▸ **TASK TO CARRY OUT**
Extract exactly the range of lines bounded by the line containing "the wooden deck" and the final line of the listing, both ends included, and no other lines.

▸ **RECORDS TO PROCESS**
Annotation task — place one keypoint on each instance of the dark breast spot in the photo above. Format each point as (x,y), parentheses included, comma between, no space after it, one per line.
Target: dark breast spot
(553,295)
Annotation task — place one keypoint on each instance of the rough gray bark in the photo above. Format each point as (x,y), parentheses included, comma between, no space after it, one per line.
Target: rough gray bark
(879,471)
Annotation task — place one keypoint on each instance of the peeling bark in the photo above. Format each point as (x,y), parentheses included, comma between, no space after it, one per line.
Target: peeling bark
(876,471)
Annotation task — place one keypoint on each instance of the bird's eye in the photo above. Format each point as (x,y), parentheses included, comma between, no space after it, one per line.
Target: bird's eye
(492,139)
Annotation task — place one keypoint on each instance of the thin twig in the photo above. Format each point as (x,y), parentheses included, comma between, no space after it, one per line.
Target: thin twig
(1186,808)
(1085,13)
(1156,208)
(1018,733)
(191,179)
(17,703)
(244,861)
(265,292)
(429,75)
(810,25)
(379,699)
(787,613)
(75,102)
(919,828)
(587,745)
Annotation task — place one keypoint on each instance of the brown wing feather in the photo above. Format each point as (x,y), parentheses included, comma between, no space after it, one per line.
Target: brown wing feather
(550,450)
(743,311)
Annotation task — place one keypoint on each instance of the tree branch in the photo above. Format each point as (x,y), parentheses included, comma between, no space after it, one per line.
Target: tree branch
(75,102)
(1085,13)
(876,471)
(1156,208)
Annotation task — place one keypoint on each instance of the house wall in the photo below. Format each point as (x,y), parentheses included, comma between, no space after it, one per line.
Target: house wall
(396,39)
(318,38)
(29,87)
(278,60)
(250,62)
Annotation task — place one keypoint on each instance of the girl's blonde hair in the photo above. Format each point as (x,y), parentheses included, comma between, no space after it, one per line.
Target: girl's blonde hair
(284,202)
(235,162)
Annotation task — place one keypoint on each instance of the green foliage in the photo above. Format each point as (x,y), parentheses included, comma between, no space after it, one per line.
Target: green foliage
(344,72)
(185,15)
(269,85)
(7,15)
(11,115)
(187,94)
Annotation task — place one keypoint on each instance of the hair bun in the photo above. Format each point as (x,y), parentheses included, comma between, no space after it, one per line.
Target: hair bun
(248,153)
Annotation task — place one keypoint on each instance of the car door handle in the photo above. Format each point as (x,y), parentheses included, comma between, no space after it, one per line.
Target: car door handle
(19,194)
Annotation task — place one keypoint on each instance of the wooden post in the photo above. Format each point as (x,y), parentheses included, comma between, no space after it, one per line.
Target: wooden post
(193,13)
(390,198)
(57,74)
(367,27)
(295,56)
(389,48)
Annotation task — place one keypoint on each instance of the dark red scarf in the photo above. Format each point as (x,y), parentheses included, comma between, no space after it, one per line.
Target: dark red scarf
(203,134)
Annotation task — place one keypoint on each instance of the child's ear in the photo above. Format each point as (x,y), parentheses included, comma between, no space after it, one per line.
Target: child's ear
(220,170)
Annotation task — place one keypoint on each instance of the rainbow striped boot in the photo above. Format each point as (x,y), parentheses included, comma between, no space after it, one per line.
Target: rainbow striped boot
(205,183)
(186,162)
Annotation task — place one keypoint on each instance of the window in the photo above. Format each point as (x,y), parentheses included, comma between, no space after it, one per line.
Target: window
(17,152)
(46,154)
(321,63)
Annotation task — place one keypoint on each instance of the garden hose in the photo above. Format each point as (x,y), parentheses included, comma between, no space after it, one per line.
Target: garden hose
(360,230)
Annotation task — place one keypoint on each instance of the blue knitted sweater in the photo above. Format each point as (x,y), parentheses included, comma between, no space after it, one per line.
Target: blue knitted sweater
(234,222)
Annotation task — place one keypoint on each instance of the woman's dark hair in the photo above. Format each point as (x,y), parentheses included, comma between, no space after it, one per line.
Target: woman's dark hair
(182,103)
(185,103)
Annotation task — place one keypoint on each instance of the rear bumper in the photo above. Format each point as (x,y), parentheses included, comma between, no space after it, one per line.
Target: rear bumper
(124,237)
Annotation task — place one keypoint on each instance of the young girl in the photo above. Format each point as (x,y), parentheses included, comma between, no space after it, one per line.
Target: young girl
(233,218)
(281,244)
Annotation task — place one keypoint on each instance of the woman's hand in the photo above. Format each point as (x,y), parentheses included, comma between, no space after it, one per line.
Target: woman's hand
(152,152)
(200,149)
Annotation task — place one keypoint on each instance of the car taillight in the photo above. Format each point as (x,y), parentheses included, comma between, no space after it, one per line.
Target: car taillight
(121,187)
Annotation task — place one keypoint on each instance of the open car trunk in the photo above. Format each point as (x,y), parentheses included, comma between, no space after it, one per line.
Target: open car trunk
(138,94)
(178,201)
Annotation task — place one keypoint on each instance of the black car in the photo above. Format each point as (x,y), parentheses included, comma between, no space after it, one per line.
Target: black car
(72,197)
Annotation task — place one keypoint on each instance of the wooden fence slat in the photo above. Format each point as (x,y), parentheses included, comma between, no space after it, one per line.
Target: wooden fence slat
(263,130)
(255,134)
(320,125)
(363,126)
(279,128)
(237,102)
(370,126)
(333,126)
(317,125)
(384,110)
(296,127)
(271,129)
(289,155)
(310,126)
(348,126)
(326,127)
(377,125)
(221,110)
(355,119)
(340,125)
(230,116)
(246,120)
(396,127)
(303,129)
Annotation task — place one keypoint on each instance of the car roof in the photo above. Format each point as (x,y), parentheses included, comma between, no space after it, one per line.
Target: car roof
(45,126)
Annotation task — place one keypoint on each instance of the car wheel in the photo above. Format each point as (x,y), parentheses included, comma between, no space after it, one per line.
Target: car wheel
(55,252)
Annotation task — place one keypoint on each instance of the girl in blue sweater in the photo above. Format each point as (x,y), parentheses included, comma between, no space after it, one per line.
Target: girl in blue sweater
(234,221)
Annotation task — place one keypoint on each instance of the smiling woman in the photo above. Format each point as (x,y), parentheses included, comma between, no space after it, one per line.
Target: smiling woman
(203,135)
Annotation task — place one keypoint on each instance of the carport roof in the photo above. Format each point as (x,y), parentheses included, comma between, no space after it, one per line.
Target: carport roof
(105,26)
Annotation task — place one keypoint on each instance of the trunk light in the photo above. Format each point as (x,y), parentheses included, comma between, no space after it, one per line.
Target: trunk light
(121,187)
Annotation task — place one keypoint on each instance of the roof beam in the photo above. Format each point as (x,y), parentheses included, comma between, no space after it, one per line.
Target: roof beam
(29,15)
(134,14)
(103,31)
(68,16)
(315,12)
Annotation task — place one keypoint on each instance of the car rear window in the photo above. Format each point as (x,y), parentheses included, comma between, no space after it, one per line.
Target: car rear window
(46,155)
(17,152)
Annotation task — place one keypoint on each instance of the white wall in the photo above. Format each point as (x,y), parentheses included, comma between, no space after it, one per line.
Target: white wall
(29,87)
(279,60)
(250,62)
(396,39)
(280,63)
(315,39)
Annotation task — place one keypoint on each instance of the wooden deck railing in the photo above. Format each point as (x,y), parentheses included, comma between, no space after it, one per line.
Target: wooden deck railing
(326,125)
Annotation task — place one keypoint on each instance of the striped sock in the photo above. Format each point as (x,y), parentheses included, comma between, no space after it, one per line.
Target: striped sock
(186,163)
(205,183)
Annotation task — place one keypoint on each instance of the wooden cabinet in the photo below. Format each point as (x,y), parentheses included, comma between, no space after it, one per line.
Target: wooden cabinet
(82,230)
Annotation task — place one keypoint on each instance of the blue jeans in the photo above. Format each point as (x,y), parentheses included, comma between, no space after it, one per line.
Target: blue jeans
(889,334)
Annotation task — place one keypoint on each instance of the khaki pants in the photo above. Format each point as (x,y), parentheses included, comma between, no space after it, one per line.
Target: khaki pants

▸ **REPLY**
Annotation task — place one keypoint on each instance of the wooden deck railing in the photo above. Format each point as (x,y), parentheses included, comma between, no space after it, one per line.
Target: wooden deck railing
(326,125)
Annotation task — place one keypoint on each instance of the striped sock in the photo above. Format each point as (x,y), parentheses included, comma between, no space after it, one per line.
Target: striped sock
(186,163)
(205,183)
Annotation task — place one keypoint on each instance of the wooden cabinet in the photo below. Format each point as (x,y), parentheses included, comma between, no space after it, one per line.
Target: wooden cabinet
(82,230)
Annotation task — place one keypoint on each instance of the blue jeans in the photo above. Format each point as (x,y), parentheses included, comma between, no space after it, one per line.
Target: blue jeans
(889,334)
Annotation task — place one keypoint on each instance of the khaki pants in the photo above. Format each point as (x,y), parentheses included, comma between, no space after it, one per line.
Target: khaki pants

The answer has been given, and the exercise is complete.